課題一覧 -
- 1) キカイダーをめぐる対談で、「」または“”で囲まれた語句をすべて、出てくる順に書き出せ。
- 2) キカイダーをめぐる対談を、最後の文の後から続けて書け。

抜粋本文 -
==*==

井上:2011年11月に白倉さんと飲んでいたとき、「来年はキカイダー40周年ですが、東映的に何か考えているのですか?」とお聞きしたところ、「特にございません」とのことだったので、私のほうで企画書を作って提案し、翌年の春ごろから動き始めた感じです。しかし、そこから撮影に入るまでは、2年の歳月がかかりました。
白倉:簡単ではなかったですよね。今回、キカイダーを新しくすることがテーマではなかったですから。そもそも、今の人間が作ると、どうしても今風にならざるを得ないじゃないですか。そういう意味で、70年代当時の人が作ると1970年代風になるし、21世紀に作ると21世紀風にならざるを得ない。放っておいても必ず現代風になってしまうので、「キカイダーとは何ぞや」ということしか、考えていないんですよ。我々はロボットではないから、ロボットがどのように考えて振る舞うのか、自我を持ったときにどう思うのかなど、正直わからないんですよね。でも、そこから目を逸らすわけにはいかないので、考えて、考えて、考え抜いた結論というのが、“ロボットだって人間だ”ということ(笑)。

==*==

提供資料 -
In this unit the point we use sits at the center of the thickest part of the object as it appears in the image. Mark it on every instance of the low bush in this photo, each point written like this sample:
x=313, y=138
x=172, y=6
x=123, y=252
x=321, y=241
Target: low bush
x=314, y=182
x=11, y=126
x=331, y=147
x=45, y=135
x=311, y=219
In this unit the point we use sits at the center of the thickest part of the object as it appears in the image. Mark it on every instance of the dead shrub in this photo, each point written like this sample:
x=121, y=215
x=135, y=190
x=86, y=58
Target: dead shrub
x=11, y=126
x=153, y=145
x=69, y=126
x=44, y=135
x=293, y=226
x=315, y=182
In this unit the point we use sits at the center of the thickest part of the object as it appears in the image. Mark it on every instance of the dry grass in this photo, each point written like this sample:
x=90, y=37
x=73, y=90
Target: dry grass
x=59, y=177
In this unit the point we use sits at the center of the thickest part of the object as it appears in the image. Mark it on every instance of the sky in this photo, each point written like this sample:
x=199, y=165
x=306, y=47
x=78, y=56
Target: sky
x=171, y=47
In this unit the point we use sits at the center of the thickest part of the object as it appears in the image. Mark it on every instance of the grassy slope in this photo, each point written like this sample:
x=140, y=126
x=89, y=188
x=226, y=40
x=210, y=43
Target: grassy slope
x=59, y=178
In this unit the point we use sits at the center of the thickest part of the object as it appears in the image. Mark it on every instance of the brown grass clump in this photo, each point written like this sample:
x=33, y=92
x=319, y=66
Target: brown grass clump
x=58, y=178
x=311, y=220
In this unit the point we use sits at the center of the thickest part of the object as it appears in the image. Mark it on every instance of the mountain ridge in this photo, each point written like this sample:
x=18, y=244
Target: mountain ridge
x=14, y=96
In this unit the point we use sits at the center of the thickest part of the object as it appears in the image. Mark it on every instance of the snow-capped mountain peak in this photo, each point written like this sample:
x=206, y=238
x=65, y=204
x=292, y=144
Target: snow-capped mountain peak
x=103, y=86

==*==

解答 -
- 1)
1. 来年はキカイダー40周年ですが、東映的に何か考えているのですか?
2. 特にございません
3. キカイダーとは何ぞや
4. ロボットだって人間だ

- 2)
井上:逆に、ロボットだからこそ、人間の心を素直に書けたと思いますよ。自我がどこにあるのか迷ったり、悩んだりなど、これ、人間がやったら恥ずかしいというか、ストレートすぎて見ていられないところを、ロボットであるがゆえに一種のクッションとなり、寓話となり得た。ここが今回のキカイダーの優れた設定だと思います。これを仮面ライダーがやったら、たぶん見てられない。
白倉:見てられないですね。戦ってくれよ、もういいからって(笑)。
――今、仮面ライダーの話が出てきましたが、キカイダーは現在テレビで放映されていない作品。デメリットが多そうな気がします。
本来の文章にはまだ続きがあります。